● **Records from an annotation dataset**
begin

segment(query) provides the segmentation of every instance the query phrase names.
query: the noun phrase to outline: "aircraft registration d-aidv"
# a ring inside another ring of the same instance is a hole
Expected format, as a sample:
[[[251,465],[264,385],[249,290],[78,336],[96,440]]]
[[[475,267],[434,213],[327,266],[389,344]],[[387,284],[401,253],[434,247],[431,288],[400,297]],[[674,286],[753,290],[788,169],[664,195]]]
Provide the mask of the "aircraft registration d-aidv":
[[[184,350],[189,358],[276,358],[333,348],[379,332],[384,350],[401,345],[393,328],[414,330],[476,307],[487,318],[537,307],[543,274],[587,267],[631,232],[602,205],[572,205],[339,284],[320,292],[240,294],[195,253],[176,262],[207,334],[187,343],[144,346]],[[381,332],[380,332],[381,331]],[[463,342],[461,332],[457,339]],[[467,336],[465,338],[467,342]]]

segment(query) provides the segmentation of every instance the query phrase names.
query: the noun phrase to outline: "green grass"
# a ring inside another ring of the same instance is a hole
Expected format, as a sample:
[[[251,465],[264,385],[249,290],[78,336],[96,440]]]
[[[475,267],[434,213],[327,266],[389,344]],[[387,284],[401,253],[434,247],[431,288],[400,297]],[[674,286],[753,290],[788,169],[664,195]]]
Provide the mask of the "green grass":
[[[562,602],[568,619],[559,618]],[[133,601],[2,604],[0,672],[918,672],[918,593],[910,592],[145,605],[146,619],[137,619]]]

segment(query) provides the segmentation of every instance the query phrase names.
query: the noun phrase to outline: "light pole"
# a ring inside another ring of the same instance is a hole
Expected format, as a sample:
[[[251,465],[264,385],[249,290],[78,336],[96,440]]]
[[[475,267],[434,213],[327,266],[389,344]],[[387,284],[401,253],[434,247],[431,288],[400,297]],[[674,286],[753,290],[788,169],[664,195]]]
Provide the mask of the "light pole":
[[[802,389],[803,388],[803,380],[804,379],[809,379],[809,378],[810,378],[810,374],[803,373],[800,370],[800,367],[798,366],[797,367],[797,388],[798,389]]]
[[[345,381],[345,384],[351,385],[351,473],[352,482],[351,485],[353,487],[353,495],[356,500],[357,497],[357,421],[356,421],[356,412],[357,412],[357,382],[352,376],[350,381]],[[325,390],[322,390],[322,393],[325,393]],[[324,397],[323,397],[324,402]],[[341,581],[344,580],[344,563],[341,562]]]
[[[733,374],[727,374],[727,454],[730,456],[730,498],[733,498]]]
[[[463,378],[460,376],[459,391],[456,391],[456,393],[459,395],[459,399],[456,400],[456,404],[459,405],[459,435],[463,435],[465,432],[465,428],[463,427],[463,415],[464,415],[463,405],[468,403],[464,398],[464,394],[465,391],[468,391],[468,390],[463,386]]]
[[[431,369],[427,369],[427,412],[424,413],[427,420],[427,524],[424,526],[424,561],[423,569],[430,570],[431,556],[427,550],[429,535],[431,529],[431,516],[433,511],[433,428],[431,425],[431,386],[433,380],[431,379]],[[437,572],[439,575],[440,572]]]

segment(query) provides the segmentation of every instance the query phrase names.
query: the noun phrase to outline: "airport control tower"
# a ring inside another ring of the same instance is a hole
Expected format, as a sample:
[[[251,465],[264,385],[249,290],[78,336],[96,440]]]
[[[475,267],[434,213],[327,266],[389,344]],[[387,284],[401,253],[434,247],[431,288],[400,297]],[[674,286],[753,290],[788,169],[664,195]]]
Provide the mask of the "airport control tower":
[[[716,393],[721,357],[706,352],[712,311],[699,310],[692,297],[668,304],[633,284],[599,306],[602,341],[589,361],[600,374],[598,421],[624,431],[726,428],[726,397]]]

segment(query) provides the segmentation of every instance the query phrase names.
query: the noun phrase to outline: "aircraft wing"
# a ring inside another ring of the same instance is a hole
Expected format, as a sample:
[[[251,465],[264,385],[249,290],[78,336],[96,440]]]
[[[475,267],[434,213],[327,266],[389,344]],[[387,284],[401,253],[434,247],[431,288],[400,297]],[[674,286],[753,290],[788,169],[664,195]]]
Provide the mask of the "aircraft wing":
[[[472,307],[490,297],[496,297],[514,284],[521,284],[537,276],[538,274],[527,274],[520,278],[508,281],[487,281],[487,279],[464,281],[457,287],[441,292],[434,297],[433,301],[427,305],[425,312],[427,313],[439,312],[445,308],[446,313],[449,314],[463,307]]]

end

● **WHAT YOU NEED TO DO**
Copy out all of the records above with nothing altered.

● **RESULT FOR THIS TASK**
segment(query) provides the segmentation of every instance the query phrase names.
query: the noun phrase to outline: "aircraft registration d-aidv"
# a ring inside another ring of the same instance is a hole
Expected format, as a sample:
[[[251,465],[264,385],[249,290],[78,336],[96,440]]]
[[[475,267],[434,213],[327,266],[389,344]],[[387,284],[401,253],[434,247],[431,288],[400,297]],[[674,286],[753,290],[788,169],[664,195]]]
Provide the mask of the "aircraft registration d-aidv":
[[[184,350],[189,358],[276,358],[333,348],[379,332],[384,350],[401,345],[393,328],[414,330],[476,307],[487,318],[537,307],[543,274],[587,267],[631,232],[602,205],[572,205],[339,284],[320,292],[240,294],[195,253],[176,262],[207,334],[187,343],[144,346]],[[381,332],[380,332],[381,331]],[[463,342],[461,332],[457,339]],[[467,336],[465,338],[467,342]]]

segment(query) provides the segmentation of every instance the query phrase names.
query: the noun phrase to outline: "green grass"
# a ring inside another ring of the same instance is a hole
Expected format, as a sample:
[[[251,465],[264,385],[249,290],[78,336],[96,440]]]
[[[475,267],[434,213],[327,266],[389,344]],[[387,284],[401,253],[434,247],[431,288],[400,297]],[[674,286],[753,290],[788,169],[664,195]]]
Provide the mask of the "green grass":
[[[562,602],[568,619],[559,618]],[[133,601],[2,604],[0,672],[918,672],[918,593],[910,592],[145,605],[146,619],[137,619]]]

segment(query) provides the segmentation of every instance the query phrase names.
query: the noun phrase to outline: "light pole"
# a ring inside another ring of the same instance is a hole
Expected format, as a sample:
[[[251,465],[264,385],[249,290],[78,336],[96,440]]]
[[[475,267],[434,213],[327,266],[389,344]],[[387,284],[401,253],[434,247],[431,288],[400,297]],[[674,286],[753,290],[788,169],[664,195]]]
Provide the mask of the "light pole":
[[[802,389],[803,388],[803,380],[804,379],[809,379],[809,378],[810,378],[810,374],[803,373],[800,370],[800,367],[798,366],[797,367],[797,388],[798,389]]]
[[[345,381],[345,384],[351,385],[351,473],[352,482],[351,485],[353,487],[353,495],[356,500],[357,497],[357,421],[356,421],[356,412],[357,412],[357,382],[352,376],[350,381]],[[325,390],[322,390],[322,393],[325,393]],[[324,397],[323,397],[324,402]],[[341,581],[344,580],[344,563],[341,562]]]
[[[733,374],[727,374],[727,454],[730,456],[730,498],[733,498]]]
[[[463,378],[460,376],[459,391],[456,391],[456,393],[459,395],[459,399],[456,400],[456,404],[459,405],[459,435],[463,435],[465,432],[465,428],[463,427],[463,415],[464,415],[463,405],[468,403],[464,398],[464,394],[465,391],[468,391],[468,390],[463,386]]]
[[[431,369],[427,369],[427,412],[424,413],[427,420],[427,524],[424,526],[424,561],[423,569],[430,570],[431,556],[427,550],[429,535],[431,529],[431,516],[433,511],[433,428],[431,425],[431,386],[433,380],[431,379]],[[437,572],[439,575],[440,572]]]

segment(query) provides the segmentation of every instance the query phrase names.
query: the noun phrase to outline: "airport control tower"
# a ring inside another ring of the same instance is a hole
Expected format, as a sample:
[[[251,465],[264,385],[249,290],[78,336],[96,440]]]
[[[475,267],[434,213],[327,266],[389,344]],[[387,284],[401,253],[434,247],[431,288],[400,297]],[[674,286],[753,290],[788,169],[664,195]]]
Provide the mask of the "airport control tower":
[[[716,393],[721,357],[706,352],[712,311],[699,310],[692,297],[668,304],[633,284],[599,306],[602,341],[589,361],[600,374],[598,421],[624,431],[726,428],[726,397]]]

segment(query) provides the segmentation of every instance the query phrase names.
query: the noun phrase to outline: "aircraft wing"
# a ring inside another ring of the same instance is a hole
Expected format, as a sample:
[[[251,465],[264,385],[249,290],[78,336],[96,440]]]
[[[475,267],[434,213],[327,266],[389,344]],[[387,284],[401,253],[434,247],[431,288],[400,297]],[[674,286],[753,290],[788,169],[664,195]]]
Provide the mask of the "aircraft wing":
[[[472,307],[490,297],[496,297],[514,284],[521,284],[537,276],[538,274],[527,274],[520,278],[508,281],[487,281],[487,279],[464,281],[457,287],[441,292],[434,297],[433,301],[427,305],[425,312],[427,313],[439,312],[445,308],[446,313],[449,314],[463,307]]]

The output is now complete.